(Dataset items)

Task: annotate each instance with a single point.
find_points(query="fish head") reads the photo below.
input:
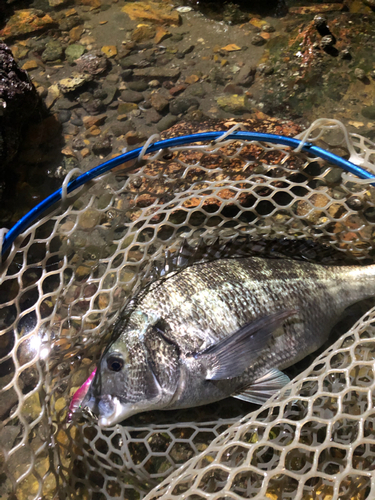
(128, 379)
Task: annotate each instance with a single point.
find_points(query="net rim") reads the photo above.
(300, 145)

- _PROBLEM REQUIREMENTS_:
Rewrite all the records above with every "single point" replaced by "single dot", keeping everything else unchanged, and leave the pictures out of your answer.

- _EXERCISE ANSWER_:
Task: annotate each instance with a single dot.
find_points(query="fish head") reads the photo below.
input:
(128, 379)
Task: annotate each instance with a single dot.
find_points(query="net rim") reads the photo above.
(300, 145)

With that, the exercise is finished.